### ОПИСАНИЕ ЗАДАНИЯ
Измените отрывок о мезоскафе от слов «Док Казимир —» до слов «многие звуки моря.» включительно, заменив «подводный телефон» на «гидроакустический телефон», и приведите получившийся фрагмент целиком.

### ПРЕДОСТАВЛЕННЫЙ ОТРЫВОК
27. Начало
27. Начало
Спускаюсь в мезоскаф. Внутри светло, как днем, все огни включены, и яркое освещение резко контрастирует с вечерними сумерками. Дон Казимир и Эрвин Эберсолд быстро производят предстартовую проверку по таблице, каждый пункт которой контролируется по меньшей мере двумя членами экипажа.
20.35, почти минута, как мы задраили люк. Отчетливо слышим, как кто-то или что-то стучится снаружи. Аквалангист? Веревка, которую дергает волной? Загадка осталась неразгаданной.
Док Казимир — или попросту «Каз» — включает подводный телефон, устройство, благодаря которому человеческий голос преодолевает толщу воды, вроде того как радио транслирует нашу речь в земной атмосфере и в космосе; только здесь используются звуковые волны, а не волны Герца, способные лишь в особых случаях распространяться в воде. В нашем телефоне несущая волна 8,087 килогерц передает частоты от 8,3 до 10,7 килогерц, а это позволяет нам сверх предназначенных для нас импульсов слышать многие звуки моря.

### МАТЕРИАЛ
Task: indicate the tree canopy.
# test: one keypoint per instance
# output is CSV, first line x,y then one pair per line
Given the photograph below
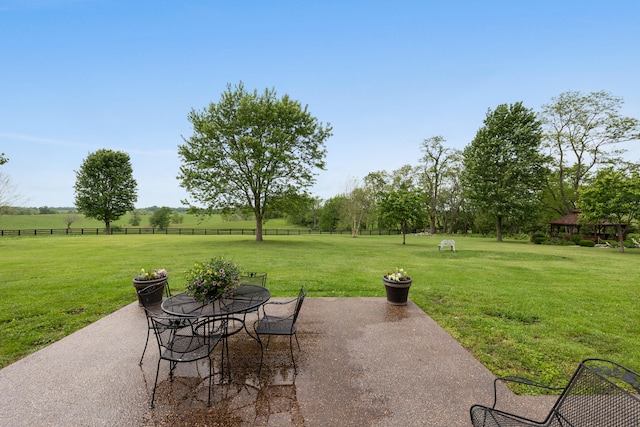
x,y
402,208
504,168
612,196
105,188
581,132
249,149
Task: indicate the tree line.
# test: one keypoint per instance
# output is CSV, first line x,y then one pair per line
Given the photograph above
x,y
521,170
256,154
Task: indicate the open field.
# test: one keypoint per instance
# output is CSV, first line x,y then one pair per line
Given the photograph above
x,y
519,308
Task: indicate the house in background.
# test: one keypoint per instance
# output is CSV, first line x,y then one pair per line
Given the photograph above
x,y
569,225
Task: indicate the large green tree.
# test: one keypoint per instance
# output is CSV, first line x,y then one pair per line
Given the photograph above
x,y
504,168
402,208
249,149
581,131
612,196
105,188
438,166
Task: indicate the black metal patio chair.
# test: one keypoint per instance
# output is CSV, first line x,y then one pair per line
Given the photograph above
x,y
150,307
179,342
144,297
600,393
253,278
284,324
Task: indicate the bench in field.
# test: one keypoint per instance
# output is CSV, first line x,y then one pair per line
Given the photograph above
x,y
447,243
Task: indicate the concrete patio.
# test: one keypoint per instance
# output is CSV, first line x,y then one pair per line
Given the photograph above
x,y
363,363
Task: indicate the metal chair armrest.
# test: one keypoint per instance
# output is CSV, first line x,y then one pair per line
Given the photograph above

### ПРАВИЛЬНЫЙ ОТВЕТ
Док Казимир — или попросту «Каз» — включает гидроакустический телефон, устройство, благодаря которому человеческий голос преодолевает толщу воды, вроде того как радио транслирует нашу речь в земной атмосфере и в космосе; только здесь используются звуковые волны, а не волны Герца, способные лишь в особых случаях распространяться в воде. В нашем телефоне несущая волна 8,087 килогерц передает частоты от 8,3 до 10,7 килогерц, а это позволяет нам сверх предназначенных для нас импульсов слышать многие звуки моря.